TASK BRIEF: Output the data below in full, byte for byte. Nothing may differ.

ENTRIES SUPPLIED:

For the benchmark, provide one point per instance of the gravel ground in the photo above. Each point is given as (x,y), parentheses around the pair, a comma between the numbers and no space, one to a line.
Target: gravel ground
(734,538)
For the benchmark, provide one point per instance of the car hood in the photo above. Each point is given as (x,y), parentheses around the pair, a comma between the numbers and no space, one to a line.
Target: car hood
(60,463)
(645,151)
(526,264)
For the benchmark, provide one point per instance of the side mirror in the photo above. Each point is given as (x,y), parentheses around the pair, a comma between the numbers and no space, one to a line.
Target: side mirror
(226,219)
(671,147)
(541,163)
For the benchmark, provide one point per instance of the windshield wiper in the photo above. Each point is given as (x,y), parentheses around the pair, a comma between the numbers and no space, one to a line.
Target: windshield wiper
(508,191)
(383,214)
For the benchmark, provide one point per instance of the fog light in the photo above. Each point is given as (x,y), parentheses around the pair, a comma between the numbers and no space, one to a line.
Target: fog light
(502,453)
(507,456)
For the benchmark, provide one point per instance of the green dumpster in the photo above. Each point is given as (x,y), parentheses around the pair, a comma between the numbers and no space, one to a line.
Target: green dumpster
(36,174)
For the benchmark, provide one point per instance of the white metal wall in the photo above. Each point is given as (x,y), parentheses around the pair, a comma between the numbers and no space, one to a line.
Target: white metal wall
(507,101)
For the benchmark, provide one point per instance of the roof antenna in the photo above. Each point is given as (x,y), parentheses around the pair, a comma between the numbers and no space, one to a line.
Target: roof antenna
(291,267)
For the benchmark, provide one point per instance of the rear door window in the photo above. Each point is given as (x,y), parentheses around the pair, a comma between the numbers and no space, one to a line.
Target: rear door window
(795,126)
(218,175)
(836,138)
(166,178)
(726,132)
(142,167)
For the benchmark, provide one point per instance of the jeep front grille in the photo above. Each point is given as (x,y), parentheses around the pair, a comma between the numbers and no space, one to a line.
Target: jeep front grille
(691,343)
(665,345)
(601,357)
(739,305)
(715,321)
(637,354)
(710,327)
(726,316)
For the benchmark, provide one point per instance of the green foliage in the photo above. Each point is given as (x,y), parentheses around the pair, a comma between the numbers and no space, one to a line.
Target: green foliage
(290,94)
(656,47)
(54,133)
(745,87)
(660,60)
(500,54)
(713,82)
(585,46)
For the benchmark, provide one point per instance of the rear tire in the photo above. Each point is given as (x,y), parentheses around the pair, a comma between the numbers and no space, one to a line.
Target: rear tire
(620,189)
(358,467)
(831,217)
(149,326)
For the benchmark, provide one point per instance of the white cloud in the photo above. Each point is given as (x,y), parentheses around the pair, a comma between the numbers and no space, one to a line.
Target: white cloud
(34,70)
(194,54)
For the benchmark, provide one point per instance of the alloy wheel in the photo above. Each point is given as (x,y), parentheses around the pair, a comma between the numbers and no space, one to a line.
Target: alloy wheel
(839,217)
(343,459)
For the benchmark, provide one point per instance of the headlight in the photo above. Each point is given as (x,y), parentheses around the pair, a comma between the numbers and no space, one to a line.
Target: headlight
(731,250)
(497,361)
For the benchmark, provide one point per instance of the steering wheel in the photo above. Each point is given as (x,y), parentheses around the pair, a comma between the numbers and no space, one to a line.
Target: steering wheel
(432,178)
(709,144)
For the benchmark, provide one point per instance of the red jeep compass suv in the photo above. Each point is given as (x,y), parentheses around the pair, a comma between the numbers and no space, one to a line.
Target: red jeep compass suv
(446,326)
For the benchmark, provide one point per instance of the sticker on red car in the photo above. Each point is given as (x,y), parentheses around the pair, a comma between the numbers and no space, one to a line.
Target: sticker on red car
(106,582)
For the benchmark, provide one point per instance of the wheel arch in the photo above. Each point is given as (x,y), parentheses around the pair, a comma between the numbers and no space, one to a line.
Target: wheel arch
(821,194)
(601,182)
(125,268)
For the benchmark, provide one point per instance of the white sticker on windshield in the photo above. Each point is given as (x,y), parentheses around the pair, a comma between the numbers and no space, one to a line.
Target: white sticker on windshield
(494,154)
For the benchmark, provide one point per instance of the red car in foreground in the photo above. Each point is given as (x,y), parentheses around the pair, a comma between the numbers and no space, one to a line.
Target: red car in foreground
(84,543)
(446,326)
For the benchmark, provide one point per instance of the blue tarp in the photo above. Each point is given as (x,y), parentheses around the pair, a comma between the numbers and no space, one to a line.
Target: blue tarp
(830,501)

ANSWER TO THE EXERCISE:
For the benchmark, provide one point per instance of the gravel ground in the photo above. Each point is given as (x,y), parentheses around the pair, a comma between the numbers and no space, one to a line.
Target: gravel ground
(734,538)
For the benchmark, provide one point per instance of the car hood in the photo above. Each point is given as (x,y), parentheses around the pair, a comma between the numbers and no space, one to a line.
Target: car hood
(60,463)
(645,151)
(526,264)
For the benchmark, provide one point per instance of the side mirror in the photo above. Each point is given as (x,y), parentheses around the pair, a comma between the numbers and no space, one to a line.
Target: side mirror
(226,219)
(671,147)
(541,163)
For the benchmark, provide one point per instance of the windshield wiper in the photo above. Each point is given as (x,y), parentheses around the pair, a comma between the numbers and no space, one to a line.
Target: windshield wiper
(508,191)
(383,214)
For the benchmark, provide one point per instance of the fog light in the photo above. Each point is given as (x,y), parentheses around the pair, a comma between the numbers and no space, one to a line.
Target: fog light
(502,453)
(507,456)
For the benchmark, provide one point per instance of the green dumpster in the photo above. Each point is given as (x,y), parentheses around the pair, a comma between the numbers and no space, one to a line.
Target: green dumpster
(36,174)
For the benchmark, provide one point per instance of the white metal wall in the photo above. Each point is given as (x,y), parentheses around the pair, a comma between the numbers and no space, one to a line.
Target: white metal wall
(507,101)
For the benchmark, provide one point per instance of the roof antenna in the photo above. Each point is given as (x,y), parentheses around the pair, a comma between the numbers and no space, one to a line.
Target: roof antenna
(291,267)
For the benchmark, provide one point per instance of the rear door window in the photo above. Each point is given as (x,y), parentheses around the pair, a comma between the numbers and no space, one to a line.
Target: rear door window
(795,126)
(218,175)
(836,138)
(166,178)
(726,132)
(142,167)
For the benchmark, provide one point per instance of the jeep front grille in the photo above. Each point is given as (x,y), parentheses around the pair, a comma between the numbers and no space, one to a line.
Target: jeep front grille
(691,343)
(665,345)
(601,357)
(739,305)
(715,321)
(637,354)
(710,327)
(726,316)
For the benchmark, provide one point per instance of the green foliage in the photo above. Each point is given as (x,y), parentheses around the pair, a comma between the numbers and no space, one to a line.
Target: green foliage
(290,94)
(656,47)
(54,133)
(745,87)
(660,60)
(500,54)
(713,82)
(585,46)
For the benchmark, provide one point per instance of the rear tire in the photo above. Each point is given as (x,y), parentheses around the pair, a comma between the numbers and no space, one to a line.
Target: rear tire
(620,189)
(358,467)
(831,217)
(149,326)
For the benchmark, provide one point per instance of the white cloud in the photo above. Each point is given as (x,y), parentheses around the pair, a comma between the numbers and no space, one to a line.
Target: white cloud
(34,70)
(194,54)
For the benchmark, provide one point per instance of the alloy wheel in the photo above. Each point is given as (x,y), parentheses around the pair, a comma between the numbers and no space, one to a line.
Target: alloy wheel
(839,217)
(343,459)
For the benchmark, provide one point per instance of the headlight in the photo above. Each point is given as (x,y), parentheses around the pair, a comma between the numbers and no space, one to a line.
Target: headlight
(731,250)
(497,361)
For the benchmark, provide one point per instance of the steering wheel in the photo above. Each point is given as (x,y), parentheses around the pair, a comma between the numbers and no space, one to a line.
Target: steering wheel
(432,178)
(709,144)
For the benchmark, provide one point per instance of the red jeep compass suv in the photo above. Each point is given as (x,y), parentheses around the pair, a comma between the numbers and no space, one to a line.
Target: red jeep compass suv
(446,326)
For the benchmark, provide one point per instance of the sticker on red car in the photo above. Each point is given as (x,y), parentheses around the pair, a comma between the numbers and no space, one to a line.
Target: sticker on red car
(106,582)
For the benchmark, provide one point per instance of the wheel arch in the photo above. Each point is given as (x,y), parentheses around the pair, a comma between the numbers and no space, one to a line.
Target: wheel arch
(821,194)
(601,182)
(125,268)
For the benchmark, provide one point per instance of the white sticker on windshield in the photo above. Each point is given as (x,y), parentheses around the pair, a comma between the numbers and no space, one to a line.
Target: white sticker on windshield
(494,154)
For the benchmark, provide one point per instance of the red car in foreground in the photo above. Each point is given as (x,y), parentheses around the pair, a comma between the numbers and no space, one to a line.
Target: red car in foreground
(84,543)
(446,326)
For the benchmark, provide one point per instance of the blue tarp in the photo above. Each point is given as (x,y), parentheses around the pair, a comma between the numbers and no space, one to a line.
Target: blue tarp
(830,501)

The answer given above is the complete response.